Gregory Santos has quietly been the best White Sox reliever

White Sox reliever Gregory Santos

(Photo by Troy Taormina/USA TODAY Sports)

The White Sox bullpen has been nothing short of a disaster this season, and virtually everybody from the arm barn who has thrown a pitch has likely contributed to that perception. Reynaldo Lopez has utterly failed as an interim closer, Kendall Graveman and Joe Kelly haven't justified their price tags, Jimmy Lambert hasn't built on last season's pleasant surprise, Aaron Bummer is a shell of the dominant force that inked a rare long-term reliever extension, Jake Diekman has been Jake Diekman, and Gregory Santos stumbled badly out of the gate.

When I finally got around to looking up Santos' numbers for the season, I was shocked. He was one of the responsible parties for one of the Houston games getting out of reach, and his subsequent appearances didn't inspire much confidence. Five of Santos' first six appearances lowered the team's probability of winning by WPA, and as the last guy in the Opening Day bullpen, perhaps that wasn't all that suprising.

However, since the last of those outings on April 16, Santos has been very reliable out of the pen while the rest of the relief corps have collapsed around him. He's sitting at a 1.88 ERA to go along with a sterling 2.62 FIP. In his most recent seven games, he's given up no runs in 8.1 innings with ten strikeouts against three walks. In a bullpen with the major leagues' worst ERA (yes, they're behind Oakland now), such a stretch feels like it needs a light shone upon it.

So let's shine it.

At just age 23, Santos isn't some well-traveled journeyman on a hot streak. He might actually be finding himself as a pitcher. Before coming over from the Giants in the Kade McClure trade, Santos was short on major league experience, but what little he had was flush with control problems. In 2023, it seems that there's two big differences to his pitching that might explain why the White Sox seem to be getting more out of him than the Giants could.

* _Exercise data_

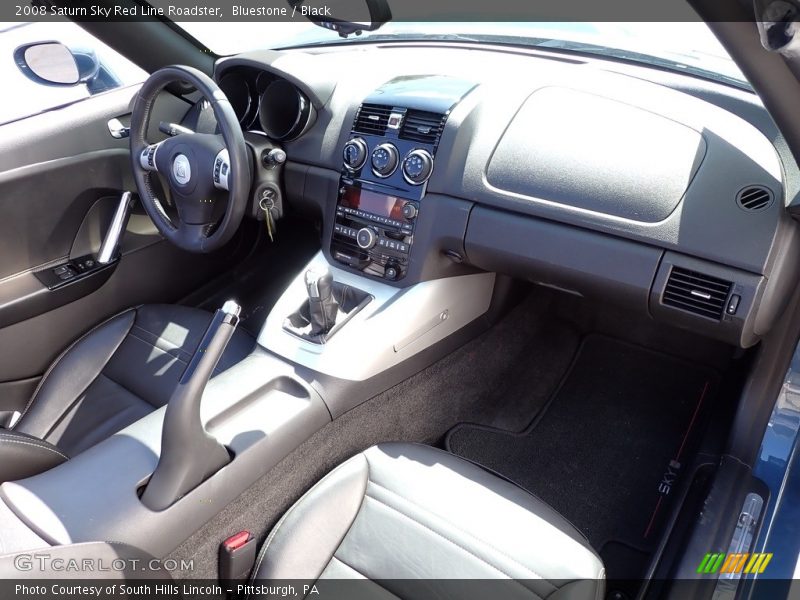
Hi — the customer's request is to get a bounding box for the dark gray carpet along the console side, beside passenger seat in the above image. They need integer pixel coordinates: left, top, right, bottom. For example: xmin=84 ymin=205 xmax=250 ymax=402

* _What to work on_
[a] Answer the following from the Gregory Santos article.
(i) How old is Santos?
(ii) What ERA and FIP does Santos currently have?
(iii) From which team did Santos come to the White Sox, and in what trade?
[b] Pick up the Gregory Santos article after its final sentence and keep writing it.

* _Your responses_
[a]
(i) 23
(ii) A 1.88 ERA and a 2.62 FIP
(iii) The Giants, in the Kade McClure trade

[b]
One significant change is that Santos has mostly ditched his fourseam fastball for a sinker-heavy approach. He'll eventually give up a home run, but his 51.2 percent ground ball rate has helped him manage contact thus far. What's more important is that he seems to be able to control the new sinker more than the old fourseam. In 2022, he couldn't even throw half of his fastballs for strikes, which is a good way to lose a lot of hitters. This year, the story is different.

The other important difference is that Santos' slider is much improved. For one, he's throwing it harder. It's averaged about 91 mph in 2023, which is up about three ticks from where it was last season. However, the considerably more significant development is that he's able to command it now. Statcast tracked 35 sliders Santos threw in 2022, and many of them were non-competitive:

This season, he's putting it where he wants it to go. He's able to locate it often in the bottom corner of the zone, breaking away from right-handed hitters. What's fascinating is that if you look at the 2022 heat map above, Santos never hit that spot once on any of his 35 sliders. The 2023 heat map below shows that he's now putting it there more than anywhere else.

Santos hasn't yet been tasked with much high-leverage work; he's been trusted less by Pedro Grifol in such situations than every current bullpen member (since Diekman was designated for assignment this afternoon). However, it's clear that Grifol is desperate for any late-inning arm to prove himself reliable, and it might behoove the Sox to start testing Santos with more challenging situations. With the bullpen already cozying up next to Oakland for last in the majors in WPA, there's not a lot to lose by trying.